→ What the exercise asks:
Copy out every line of the data below exactly, from start to finish.

→ Recorded data:
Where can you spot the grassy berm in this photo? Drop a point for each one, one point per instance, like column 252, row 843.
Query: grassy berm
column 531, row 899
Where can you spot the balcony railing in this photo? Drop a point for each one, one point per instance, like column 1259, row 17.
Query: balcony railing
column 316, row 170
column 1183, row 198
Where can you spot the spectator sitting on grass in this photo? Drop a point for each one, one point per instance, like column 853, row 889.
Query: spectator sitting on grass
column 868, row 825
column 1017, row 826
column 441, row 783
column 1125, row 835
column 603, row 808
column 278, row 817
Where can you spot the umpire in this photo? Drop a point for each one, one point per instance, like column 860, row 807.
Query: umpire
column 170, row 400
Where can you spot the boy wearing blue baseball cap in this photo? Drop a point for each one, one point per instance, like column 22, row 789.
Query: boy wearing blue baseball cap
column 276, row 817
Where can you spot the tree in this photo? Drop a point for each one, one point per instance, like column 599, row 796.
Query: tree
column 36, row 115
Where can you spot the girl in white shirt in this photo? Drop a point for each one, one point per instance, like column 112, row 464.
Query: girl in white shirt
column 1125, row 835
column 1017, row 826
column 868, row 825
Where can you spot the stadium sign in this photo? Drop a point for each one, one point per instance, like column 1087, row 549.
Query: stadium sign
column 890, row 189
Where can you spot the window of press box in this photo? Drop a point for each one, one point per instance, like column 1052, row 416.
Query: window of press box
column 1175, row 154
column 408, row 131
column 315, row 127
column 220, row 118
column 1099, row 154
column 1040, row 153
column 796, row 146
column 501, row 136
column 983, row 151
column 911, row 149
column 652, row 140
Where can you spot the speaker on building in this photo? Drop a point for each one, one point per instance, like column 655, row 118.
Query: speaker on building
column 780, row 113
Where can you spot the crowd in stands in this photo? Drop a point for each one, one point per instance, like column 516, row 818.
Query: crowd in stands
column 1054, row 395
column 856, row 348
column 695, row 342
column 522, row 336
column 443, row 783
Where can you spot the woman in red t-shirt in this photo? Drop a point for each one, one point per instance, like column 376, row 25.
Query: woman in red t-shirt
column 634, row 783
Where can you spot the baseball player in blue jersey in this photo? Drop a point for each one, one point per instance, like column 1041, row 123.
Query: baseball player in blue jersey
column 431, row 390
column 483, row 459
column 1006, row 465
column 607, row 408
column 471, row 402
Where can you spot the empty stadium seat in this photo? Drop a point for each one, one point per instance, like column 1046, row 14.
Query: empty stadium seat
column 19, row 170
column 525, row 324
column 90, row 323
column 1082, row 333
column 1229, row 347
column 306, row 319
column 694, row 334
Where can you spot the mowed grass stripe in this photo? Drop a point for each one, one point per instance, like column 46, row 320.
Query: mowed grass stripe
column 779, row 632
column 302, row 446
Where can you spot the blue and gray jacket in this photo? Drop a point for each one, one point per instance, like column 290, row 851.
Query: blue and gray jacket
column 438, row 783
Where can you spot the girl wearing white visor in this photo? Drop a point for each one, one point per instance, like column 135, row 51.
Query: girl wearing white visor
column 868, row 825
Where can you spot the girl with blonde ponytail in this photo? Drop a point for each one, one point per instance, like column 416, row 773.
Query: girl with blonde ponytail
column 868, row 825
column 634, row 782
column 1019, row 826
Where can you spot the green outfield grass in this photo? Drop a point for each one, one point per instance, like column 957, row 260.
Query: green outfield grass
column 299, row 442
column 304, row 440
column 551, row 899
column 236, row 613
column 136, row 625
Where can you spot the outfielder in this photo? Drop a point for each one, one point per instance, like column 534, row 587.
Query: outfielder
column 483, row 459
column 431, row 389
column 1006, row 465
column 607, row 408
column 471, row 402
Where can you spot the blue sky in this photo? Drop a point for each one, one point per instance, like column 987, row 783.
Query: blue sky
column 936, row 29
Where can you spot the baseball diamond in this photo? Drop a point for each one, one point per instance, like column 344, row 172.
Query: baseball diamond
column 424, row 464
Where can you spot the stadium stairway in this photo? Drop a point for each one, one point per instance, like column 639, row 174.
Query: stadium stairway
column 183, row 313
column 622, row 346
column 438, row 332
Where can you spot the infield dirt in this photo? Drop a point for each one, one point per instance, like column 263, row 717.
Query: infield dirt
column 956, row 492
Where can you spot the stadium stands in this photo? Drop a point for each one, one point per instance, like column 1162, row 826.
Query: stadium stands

→ The response:
Where can you spot the grassy berm in this photo? Drop a point for each one, one point per instance, like column 252, row 843.
Query: grassy berm
column 531, row 899
Where can you spot the balcony railing in this photo? Drop a point for each one, one point per instance, like column 1259, row 17.
Query: balcony railing
column 316, row 170
column 1183, row 198
Where can you spot the spectator sitting on grass in this photo? Drop a point for each one, one point per instance, like column 853, row 889.
Query: spectator sitting on grass
column 868, row 825
column 1017, row 826
column 441, row 783
column 1125, row 835
column 603, row 808
column 278, row 817
Where can you spot the umpire in this photo? Drop a point for each one, one point per instance, like column 860, row 807.
Query: umpire
column 170, row 400
Where can you spot the boy wearing blue baseball cap in this photo? Drop a point for each one, one point per instance, like column 22, row 789.
Query: boy wearing blue baseball cap
column 276, row 817
Where can you spot the tree in this photo? Drop a point for each one, one point per instance, like column 599, row 796.
Query: tree
column 36, row 115
Where can you spot the girl in white shirt in this photo? Drop a point for each one, one point per instance, like column 112, row 464.
Query: girl in white shirt
column 1125, row 835
column 1017, row 826
column 868, row 825
Where can you spot the stadium sign in this photo? Drop a point for each one, one point per instance, like column 1087, row 549.
Query: stadium sign
column 890, row 189
Where can you spot the window of press box in this photo? Drop a point for each one, one point per instance, like column 1052, row 416.
Query: window of press box
column 1175, row 154
column 408, row 131
column 315, row 127
column 220, row 118
column 1099, row 154
column 1040, row 153
column 796, row 146
column 501, row 136
column 983, row 151
column 911, row 149
column 652, row 140
Where can you spot the speaker on building in this photo? Drop a point for each one, one point per instance, like column 655, row 118.
Query: speaker on building
column 780, row 113
Where can you spot the crowd in stands in this photo? Drop a point for each one, one point per instance, like column 516, row 818.
Query: crowd in stands
column 1054, row 395
column 856, row 348
column 695, row 342
column 522, row 336
column 443, row 783
Where can you spot the woman in red t-shirt in this photo? Drop a point for each one, one point per instance, like column 376, row 25.
Query: woman in red t-shirt
column 634, row 783
Where can you spot the baseball player in blue jersey in this photo? Drop a point for each one, one point per instance, like column 1041, row 123.
Query: baseball player in blue jersey
column 431, row 390
column 483, row 459
column 1006, row 465
column 607, row 408
column 471, row 402
Where can you spot the empty stadium seat in this photo? Drop a point for each one, one point per instance, like column 1046, row 14.
Query: empty stadium seat
column 19, row 170
column 525, row 324
column 90, row 323
column 1082, row 333
column 1229, row 347
column 306, row 319
column 694, row 334
Where can you spot the mowed grass stripe in this photo? Drop a point for each one, one point per instance, like column 46, row 320.
Query: mowed grass stripe
column 779, row 632
column 302, row 446
Where can you spot the blue and gray jacket in this photo? Drop a point for each one, one point per instance, like column 290, row 851.
Query: blue and gray jacket
column 438, row 783
Where can you spot the girl wearing white visor in this photo? Drop a point for each one, one point per instance, like column 135, row 51.
Query: girl wearing white visor
column 868, row 825
Where can you spot the girl with blonde ponytail in this photo? Drop a point for each one, one point per instance, like column 416, row 773.
Query: girl with blonde ponytail
column 868, row 825
column 634, row 782
column 1019, row 826
Where can you spot the green outfield grass in this photo? Drop a point for each one, one point per instance, like column 957, row 260.
Query: green outfield grass
column 299, row 442
column 304, row 440
column 551, row 899
column 236, row 613
column 136, row 625
Where can you spot the outfielder in this photo? Drop a point for each one, one point per instance, like column 534, row 587.
Query: outfielder
column 483, row 459
column 431, row 389
column 1006, row 465
column 607, row 408
column 471, row 402
Where can you spot the blue sky in this photo? Drop a point for each one, one point per instance, like column 987, row 783.
Query: blue sky
column 936, row 29
Where can you spot the baseball diamond in this photo? Drop a point for each one, one point per instance, like column 344, row 172.
Query: baseball diamond
column 424, row 464
Where can you spot the stadium stairway in this photo? Drop a point for each one, one point per instance, like column 639, row 174.
Query: stadium stairway
column 183, row 313
column 622, row 346
column 438, row 332
Where can you spot the infield dirt in this photo? Drop a point for each one, one point per instance, like column 263, row 717.
Query: infield dirt
column 956, row 492
Where can you spot the stadium stands in this photo? Drop a point for each one, one point per instance, like column 1162, row 826.
Query: stadium stands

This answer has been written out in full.